# The data

──────

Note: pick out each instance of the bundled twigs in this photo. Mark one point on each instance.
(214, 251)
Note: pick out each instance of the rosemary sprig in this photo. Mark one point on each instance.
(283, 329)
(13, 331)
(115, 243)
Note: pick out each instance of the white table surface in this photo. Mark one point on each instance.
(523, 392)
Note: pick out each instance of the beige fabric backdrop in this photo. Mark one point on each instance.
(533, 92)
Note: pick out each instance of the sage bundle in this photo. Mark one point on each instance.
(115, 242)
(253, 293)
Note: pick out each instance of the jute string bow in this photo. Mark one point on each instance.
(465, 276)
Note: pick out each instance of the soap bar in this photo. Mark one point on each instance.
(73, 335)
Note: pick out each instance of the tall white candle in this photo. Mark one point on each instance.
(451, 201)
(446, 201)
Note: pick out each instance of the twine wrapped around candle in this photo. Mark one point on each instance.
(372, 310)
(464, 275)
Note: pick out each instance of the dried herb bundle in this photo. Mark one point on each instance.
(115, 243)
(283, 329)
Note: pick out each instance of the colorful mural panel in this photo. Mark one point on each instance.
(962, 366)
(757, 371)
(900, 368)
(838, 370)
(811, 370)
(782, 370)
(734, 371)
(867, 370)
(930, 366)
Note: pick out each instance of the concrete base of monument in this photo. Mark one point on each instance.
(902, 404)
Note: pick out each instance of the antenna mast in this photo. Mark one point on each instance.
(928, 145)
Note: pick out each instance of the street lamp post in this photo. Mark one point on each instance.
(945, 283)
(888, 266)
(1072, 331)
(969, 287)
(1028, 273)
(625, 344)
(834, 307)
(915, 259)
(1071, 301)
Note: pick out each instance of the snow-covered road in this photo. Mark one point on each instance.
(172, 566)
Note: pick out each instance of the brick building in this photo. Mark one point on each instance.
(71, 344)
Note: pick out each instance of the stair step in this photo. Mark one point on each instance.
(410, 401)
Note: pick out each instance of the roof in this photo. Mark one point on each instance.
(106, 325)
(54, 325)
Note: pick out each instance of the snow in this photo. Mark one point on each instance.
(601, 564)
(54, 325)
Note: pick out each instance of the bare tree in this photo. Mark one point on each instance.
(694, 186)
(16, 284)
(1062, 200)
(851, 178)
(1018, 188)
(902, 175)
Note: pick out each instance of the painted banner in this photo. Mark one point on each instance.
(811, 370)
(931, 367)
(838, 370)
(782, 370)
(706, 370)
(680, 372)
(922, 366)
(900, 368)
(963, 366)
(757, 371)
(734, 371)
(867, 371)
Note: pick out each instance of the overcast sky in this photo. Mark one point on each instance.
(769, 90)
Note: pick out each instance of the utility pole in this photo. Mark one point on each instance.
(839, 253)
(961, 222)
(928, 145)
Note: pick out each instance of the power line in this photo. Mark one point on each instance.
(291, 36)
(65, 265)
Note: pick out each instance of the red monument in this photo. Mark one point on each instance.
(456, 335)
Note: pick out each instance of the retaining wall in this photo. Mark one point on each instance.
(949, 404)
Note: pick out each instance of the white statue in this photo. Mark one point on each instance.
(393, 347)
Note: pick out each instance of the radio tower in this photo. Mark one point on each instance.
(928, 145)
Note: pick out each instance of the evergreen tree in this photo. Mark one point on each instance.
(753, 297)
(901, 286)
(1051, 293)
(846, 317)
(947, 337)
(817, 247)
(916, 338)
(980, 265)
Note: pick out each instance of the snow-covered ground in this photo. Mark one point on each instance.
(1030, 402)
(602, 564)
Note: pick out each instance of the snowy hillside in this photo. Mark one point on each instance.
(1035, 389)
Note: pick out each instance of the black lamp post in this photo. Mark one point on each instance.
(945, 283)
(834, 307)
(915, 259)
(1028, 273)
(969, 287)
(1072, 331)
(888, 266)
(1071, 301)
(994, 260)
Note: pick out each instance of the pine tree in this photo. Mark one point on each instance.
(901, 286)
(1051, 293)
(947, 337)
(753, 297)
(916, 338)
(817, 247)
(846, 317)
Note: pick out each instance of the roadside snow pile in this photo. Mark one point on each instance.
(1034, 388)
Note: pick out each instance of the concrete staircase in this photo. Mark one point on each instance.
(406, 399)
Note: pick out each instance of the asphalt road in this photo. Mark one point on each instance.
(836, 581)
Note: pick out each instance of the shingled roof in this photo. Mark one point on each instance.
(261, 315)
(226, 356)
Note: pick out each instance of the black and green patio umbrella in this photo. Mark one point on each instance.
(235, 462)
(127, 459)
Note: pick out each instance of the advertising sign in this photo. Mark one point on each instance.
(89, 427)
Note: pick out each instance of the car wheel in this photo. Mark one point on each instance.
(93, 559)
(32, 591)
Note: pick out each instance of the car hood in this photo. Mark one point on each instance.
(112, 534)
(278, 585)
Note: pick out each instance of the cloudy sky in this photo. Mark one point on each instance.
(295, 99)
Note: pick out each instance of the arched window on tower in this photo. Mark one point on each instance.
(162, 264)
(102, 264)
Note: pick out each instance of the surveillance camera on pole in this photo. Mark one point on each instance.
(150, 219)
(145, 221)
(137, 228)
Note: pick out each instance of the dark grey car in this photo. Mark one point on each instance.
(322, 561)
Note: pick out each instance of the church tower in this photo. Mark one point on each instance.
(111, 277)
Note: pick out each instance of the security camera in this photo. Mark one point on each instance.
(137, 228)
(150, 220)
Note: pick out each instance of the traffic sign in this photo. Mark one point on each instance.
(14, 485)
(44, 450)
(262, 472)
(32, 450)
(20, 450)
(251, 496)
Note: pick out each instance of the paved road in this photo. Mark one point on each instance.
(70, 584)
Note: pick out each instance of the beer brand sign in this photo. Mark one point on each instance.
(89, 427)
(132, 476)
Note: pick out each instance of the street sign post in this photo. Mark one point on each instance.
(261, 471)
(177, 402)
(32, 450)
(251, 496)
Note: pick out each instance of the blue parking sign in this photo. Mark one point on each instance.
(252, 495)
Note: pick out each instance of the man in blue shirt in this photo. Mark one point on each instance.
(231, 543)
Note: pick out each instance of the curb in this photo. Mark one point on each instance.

──────

# Exercise
Copy exactly, word for word, the line with "Note: pick out each instance of the paved" through the final line of the listing.

# Answer to the task
Note: pick out each instance of the paved road in this photo. Mark one point on each instance.
(70, 584)
Note: pick out each instance of the beer brand sign in this photo. Mark one point on each instance.
(89, 427)
(132, 476)
Note: pick out each instance of the street sign post in this photo. Mark one point on each instance.
(261, 471)
(177, 402)
(32, 450)
(251, 496)
Note: pick out each instance of the blue parking sign in this photo. Mark one point on each instance.
(252, 495)
Note: pick out each instance of the man in blue shirt in this photo. Mark one point on each instance.
(231, 543)
Note: pick out each instance of the curb in this photo. Mark one point on each instance.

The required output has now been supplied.